- AIM OF THE EXERCISE
Show every line of the data that includes the word "bell".

- PROVIDED ENTRIES

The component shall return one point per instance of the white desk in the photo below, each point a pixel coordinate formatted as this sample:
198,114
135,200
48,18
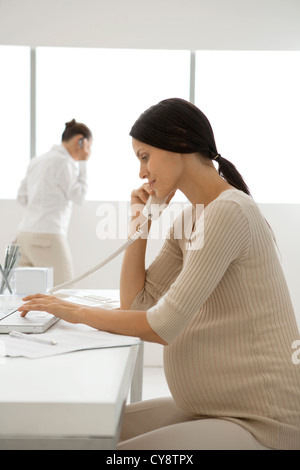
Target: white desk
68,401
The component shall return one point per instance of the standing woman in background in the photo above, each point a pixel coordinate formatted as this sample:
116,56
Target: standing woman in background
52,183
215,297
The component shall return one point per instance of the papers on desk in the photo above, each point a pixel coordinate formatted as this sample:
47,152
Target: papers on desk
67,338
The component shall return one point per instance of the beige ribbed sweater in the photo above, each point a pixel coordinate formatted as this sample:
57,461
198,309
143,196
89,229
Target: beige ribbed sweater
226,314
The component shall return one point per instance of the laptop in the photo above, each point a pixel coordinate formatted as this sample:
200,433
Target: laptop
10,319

* * *

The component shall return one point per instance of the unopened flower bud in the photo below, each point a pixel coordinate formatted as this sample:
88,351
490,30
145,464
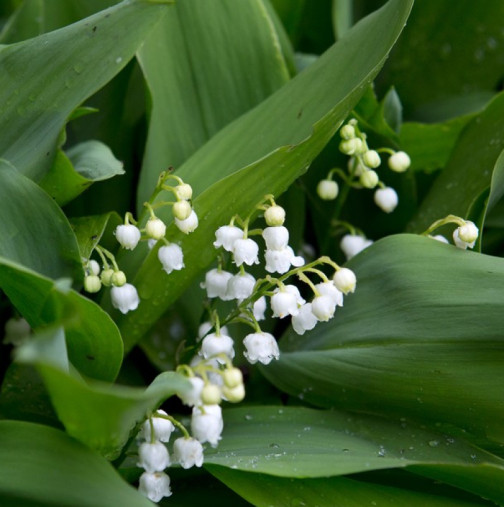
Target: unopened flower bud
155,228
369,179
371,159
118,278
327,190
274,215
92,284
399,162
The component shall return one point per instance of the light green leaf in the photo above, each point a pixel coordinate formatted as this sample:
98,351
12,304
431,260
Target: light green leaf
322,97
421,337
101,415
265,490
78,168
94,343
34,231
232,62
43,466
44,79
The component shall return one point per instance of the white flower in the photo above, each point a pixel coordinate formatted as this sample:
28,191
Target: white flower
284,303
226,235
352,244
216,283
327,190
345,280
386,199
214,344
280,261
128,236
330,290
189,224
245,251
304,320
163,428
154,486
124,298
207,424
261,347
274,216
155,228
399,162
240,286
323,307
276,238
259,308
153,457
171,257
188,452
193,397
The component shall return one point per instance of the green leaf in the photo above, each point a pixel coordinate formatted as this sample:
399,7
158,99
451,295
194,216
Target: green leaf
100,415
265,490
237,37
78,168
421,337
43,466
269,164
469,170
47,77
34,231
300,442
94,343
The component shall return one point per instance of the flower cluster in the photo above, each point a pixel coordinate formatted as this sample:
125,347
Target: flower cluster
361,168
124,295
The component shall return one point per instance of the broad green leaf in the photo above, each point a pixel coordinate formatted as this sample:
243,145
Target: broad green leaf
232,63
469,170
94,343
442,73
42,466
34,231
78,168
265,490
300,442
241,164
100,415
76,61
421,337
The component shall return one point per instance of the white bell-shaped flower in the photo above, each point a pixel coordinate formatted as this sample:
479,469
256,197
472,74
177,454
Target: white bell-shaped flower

- OUTPUT
The component shall return one point per instance of the white bell-shaped flower in the photo above, each point a pixel coordinate formatted as this sample:
Target: white bell-shaped flower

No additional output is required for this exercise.